## YANG DITANYAKAN
A) Salin bagian berita Panwaslu Surabaya dari "Pasca-KPU Surabaya bersama" sampai "kedua pasangan calon." tanpa mengubah satu kata pun.
B) Jawab pertanyaan berikut berdasarkan berita Panwaslu Surabaya:
(i) Pada hari apa penelitian berkas perbaikan dilakukan?
(ii) Di kota mana kantor DPP PAN berada?
(iii) Siapa nama komisioner Panwaslu Kota Surabaya yang memberi keterangan kepada wartawan?

## TEKS BACAAN
----------------------------------------

Surabaya (Antara Jatim) - Panitia Pengawas Pemilu (Panwaslu) Kota Surabaya menilai uji forensik surat rekomendasi DPP Partai Amanat Nasional (PAN) untuk pasangan bakal Calon Wali Kota dan Wakil Wali Kota Surabaya Rasiyo-Dhimam Abror belum diperlukan.
"Berdasar hasil penelitian berkas perbaikan yang dilakukan Selasa (25/8) lalu, belum ada dokumen yang mencurigakan. Jadi untuk sementara ini belum mengarah ke uji forensik," kata Komisioner Divisi Hukum dan Penanganan Pelanggaran Panwaslu Kota Surabaya M. Safwan kepada wartawan di Surabaya, Rabu.
Menurut dia, uji forensik dilakukan bila terdapat dokumen dari kedua pasangan calon yang dianggap meragukan. Namun hasil penelitian berkas perbaikan belum ada dokumen yang mencurigakan.
Pasca-KPU Surabaya bersama Panwaslu melakukan penelitian dokumen perbaikan, tim langsung bergerak menyelenggarakan verifikasi faktual sejak kemarin. Verifikasi ini dengan mendatangi berbagai pihak yang mengeluarkan dokumen untuk kedua pasangan calon.
Ia mencontohkan soal keabsahan surat rekomendasi dari DPP PAN untuk pasangan calon Rasiyo-Dhimam Abror, tim verifikasi faktual dapat langsung mendatangi kantor DPP PAN yang berada di Jakarta untuk mengecek keasliannya. Bila dari verifikasi ini sudah diketahui hasilnya, maka tidak perlu menggunakan uji forensik.
"Bila dokumen itu dianggap sudah cukup diketahui telah memenuhi syarat atau tidak memenuhi syarat dari verifikasi faktual, tidak perlu dilakukan uji forensik," katanya.

----------------------------------------

## ITEM DITAMPILKAN
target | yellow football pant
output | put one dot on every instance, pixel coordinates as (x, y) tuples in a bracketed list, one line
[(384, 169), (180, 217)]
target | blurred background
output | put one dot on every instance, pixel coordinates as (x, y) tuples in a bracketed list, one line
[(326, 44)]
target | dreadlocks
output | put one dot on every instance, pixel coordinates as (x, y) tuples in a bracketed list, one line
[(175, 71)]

----------------------------------------

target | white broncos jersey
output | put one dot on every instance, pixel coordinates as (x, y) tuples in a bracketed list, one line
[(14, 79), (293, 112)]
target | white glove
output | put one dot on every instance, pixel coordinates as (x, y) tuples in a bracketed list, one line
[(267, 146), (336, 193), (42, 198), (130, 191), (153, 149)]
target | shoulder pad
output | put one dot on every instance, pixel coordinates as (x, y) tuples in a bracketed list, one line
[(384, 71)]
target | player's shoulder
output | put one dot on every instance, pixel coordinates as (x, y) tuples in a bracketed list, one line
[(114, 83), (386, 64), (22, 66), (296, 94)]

----------------------------------------

## JAWABAN TERTULIS
A)
Pasca-KPU Surabaya bersama Panwaslu melakukan penelitian dokumen perbaikan, tim langsung bergerak menyelenggarakan verifikasi faktual sejak kemarin. Verifikasi ini dengan mendatangi berbagai pihak yang mengeluarkan dokumen untuk kedua pasangan calon.

B)
(i) Selasa (25/8).
(ii) Jakarta.
(iii) M. Safwan.